Description of the task
In the text below about "he said she said" harassment cases, what did A.A. do when the engineer tried to call 911?

Provided text
** START **
Most all of us have heard the phrase “he said she said.” It often conjured to mind scenarios where there’s little evidence available other than the statements made by the individuals involved. When your “he said she said” incident is also a case of sexual harassment or sex discrimination where you were the victim, the whole thing may seem incredibly daunting. Don’t be intimidated, though. Instead, get in touch with a New Jersey sex discrimination lawyer who can help you map the best route forward.

One reason not to despair is something called a “motion for summary judgment.” This is something that the defense often does and, when successful, it gets your case thrown out of court before ever making it to trial. When unsuccessful, though, it opens many doors, including giving you your day in court and also, many times, leading the defense to approach settlement (if you potentially are open to a settlement) in a more fair, reasonable, and meaningful way.

“He said she said” cases are often prime examples of the kinds of cases in which the defense is not entitled to a summary judgment. Take, for example, the case of A.M., a port authority locomotive engineer who alleged that she endured a sex-related hostile work environment.

In April 2011, one day after allegedly taking an unscheduled bathroom break, the engineer had an encounter with her chief operations examiner, A.A., and an operations examiner, C.L.

According to the engineer, the incident unfolded this way: at the end of her shift, A.A. grabbed her by the elbow and demanded that she accompany him to make copies of the incident report regarding her unscheduled bathroom break, telling her she would lose her job if she didn’t come.

A.A. led her to the operations field office, which was a very small room. Once inside, C.L. blocked the door with his arm. The engineer demanded to leave but A.A. told her that “it’s not what you want, it’s what we want from you.” The engineer made some phone calls, including telling a director’s secretary that she was being held against her will by two male supervisors. She also tried to call 911 but, at that point, A.A. took the phone and hung it up. In the process, he “touched, brushed, or grabbed” her breast.

The employer depicted the interaction vastly differently. According to the employer, the incident occurred as follows: A.A., wanting to speak to the engineer privately about the unscheduled break due to gaps in the engineer’s incident report, approached the engineer after her shift. He did not touch her in any way.
** END **
Supplied material
** START **
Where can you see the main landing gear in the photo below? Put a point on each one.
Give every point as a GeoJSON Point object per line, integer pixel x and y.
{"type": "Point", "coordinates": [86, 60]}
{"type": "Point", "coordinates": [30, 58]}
** END **
Result of this task
He took the phone and hung it up.